#### Consigne:
Reproduisez mot pour mot le passage du texte étudié qui commence par « Et, le malheur » et se poursuit jusqu'à « s’appeler : vivre. ».

Dans le règne végétal et animal, rien ne révèle, chez chaque individu, qu’une volonté de vivre sagement limitée au développement normal des virtualités de son être. De prétentions à diriger, commander, dominer, exploiter les autres êtres, on ne trouve pas trace.
L’homme est le seul animal qui, ne sachant pas lui-même se conduire, aspire néanmoins à conduire les autres.
Et, le malheur de l’espèce est qu’il se trouve toujours, pour favoriser la monomanie dominatrice des meneurs, une foule d’idiots qui ne demandent qu’à être menés.
Fous délirants, d’une part ; stupides croyants, de l’autre, finissent par s’accorder dans une commune démence ; et, de cet amalgame insane mais homogène, résulte la jolie société dans laquelle nous vivons… si, toutefois cela peut s’appeler : vivre.
C’est une chose effroyable de penser que l’horrible boucherie qui terrifia le monde durant quatre ans, a été voulue, préparée, menée, consommée et approuvée parce qu’on est convenu de considérer comme l’élite de l’humanité.

#### Entrées fournies:

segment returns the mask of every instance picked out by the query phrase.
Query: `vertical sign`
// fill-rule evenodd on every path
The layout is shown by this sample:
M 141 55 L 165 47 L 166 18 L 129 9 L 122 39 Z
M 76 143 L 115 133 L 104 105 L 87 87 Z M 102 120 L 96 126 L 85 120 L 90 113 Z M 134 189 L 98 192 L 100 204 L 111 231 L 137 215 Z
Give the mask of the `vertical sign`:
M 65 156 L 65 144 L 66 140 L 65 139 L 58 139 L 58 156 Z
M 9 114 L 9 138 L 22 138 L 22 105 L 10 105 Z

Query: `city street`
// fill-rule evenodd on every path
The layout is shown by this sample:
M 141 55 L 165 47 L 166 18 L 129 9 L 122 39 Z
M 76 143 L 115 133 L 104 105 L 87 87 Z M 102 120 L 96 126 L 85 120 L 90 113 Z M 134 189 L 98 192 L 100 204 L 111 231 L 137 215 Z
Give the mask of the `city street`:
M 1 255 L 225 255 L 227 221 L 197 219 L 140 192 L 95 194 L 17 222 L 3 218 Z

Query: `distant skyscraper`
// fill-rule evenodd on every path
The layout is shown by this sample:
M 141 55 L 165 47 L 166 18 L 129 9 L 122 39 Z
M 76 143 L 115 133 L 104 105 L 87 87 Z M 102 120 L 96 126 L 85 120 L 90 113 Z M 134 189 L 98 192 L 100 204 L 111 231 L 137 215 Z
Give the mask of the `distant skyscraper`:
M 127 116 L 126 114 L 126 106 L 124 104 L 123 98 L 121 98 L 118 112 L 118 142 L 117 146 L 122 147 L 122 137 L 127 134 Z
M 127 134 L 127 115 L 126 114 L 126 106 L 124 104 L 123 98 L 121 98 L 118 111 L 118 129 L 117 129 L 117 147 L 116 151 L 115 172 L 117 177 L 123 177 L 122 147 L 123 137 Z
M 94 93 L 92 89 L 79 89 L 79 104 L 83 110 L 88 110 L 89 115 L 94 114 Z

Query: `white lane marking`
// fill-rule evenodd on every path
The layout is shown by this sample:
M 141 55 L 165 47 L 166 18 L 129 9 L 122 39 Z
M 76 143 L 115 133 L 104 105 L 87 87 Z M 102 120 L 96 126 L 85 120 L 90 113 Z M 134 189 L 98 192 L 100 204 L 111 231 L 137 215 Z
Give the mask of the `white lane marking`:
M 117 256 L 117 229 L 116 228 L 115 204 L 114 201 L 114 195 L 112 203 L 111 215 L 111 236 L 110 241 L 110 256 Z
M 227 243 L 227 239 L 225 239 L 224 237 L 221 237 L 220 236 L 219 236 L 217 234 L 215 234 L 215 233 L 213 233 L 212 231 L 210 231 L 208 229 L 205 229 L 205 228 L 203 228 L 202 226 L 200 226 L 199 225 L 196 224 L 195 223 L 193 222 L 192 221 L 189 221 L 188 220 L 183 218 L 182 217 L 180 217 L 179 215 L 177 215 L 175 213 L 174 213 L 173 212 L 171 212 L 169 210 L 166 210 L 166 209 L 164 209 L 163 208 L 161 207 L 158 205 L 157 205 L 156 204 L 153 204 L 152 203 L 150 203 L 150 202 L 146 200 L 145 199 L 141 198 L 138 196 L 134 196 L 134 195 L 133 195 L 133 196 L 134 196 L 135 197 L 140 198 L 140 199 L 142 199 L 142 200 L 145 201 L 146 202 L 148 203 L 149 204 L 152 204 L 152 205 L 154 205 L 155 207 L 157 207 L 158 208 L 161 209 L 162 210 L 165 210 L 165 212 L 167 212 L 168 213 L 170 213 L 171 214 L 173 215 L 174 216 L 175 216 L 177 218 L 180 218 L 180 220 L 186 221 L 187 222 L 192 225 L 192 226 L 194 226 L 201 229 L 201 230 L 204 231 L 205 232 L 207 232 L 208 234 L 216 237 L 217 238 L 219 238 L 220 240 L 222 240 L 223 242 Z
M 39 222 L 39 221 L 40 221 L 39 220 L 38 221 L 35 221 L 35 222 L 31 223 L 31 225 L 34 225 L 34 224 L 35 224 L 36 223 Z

#### Corrigé:
Et, le malheur de l’espèce est qu’il se trouve toujours, pour favoriser la monomanie dominatrice des meneurs, une foule d’idiots qui ne demandent qu’à être menés.
Fous délirants, d’une part ; stupides croyants, de l’autre, finissent par s’accorder dans une commune démence ; et, de cet amalgame insane mais homogène, résulte la jolie société dans laquelle nous vivons… si, toutefois cela peut s’appeler : vivre.